___ SUPPLIED RECORDS ___

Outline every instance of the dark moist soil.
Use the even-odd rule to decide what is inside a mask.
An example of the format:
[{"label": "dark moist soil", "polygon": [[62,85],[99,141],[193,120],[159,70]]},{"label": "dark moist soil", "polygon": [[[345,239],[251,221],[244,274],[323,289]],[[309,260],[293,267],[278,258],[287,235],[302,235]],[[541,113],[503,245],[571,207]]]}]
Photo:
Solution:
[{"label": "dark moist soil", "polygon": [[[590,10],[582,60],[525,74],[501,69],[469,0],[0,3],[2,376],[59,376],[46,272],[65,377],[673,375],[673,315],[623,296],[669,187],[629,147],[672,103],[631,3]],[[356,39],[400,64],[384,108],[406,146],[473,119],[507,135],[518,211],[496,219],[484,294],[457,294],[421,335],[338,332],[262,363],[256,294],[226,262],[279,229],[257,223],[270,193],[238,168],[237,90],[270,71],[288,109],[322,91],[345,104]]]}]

___

TASK OBJECTIVE
Count the lines in the records above that contain the string "label", and reply with that number only.

THE REPLY
2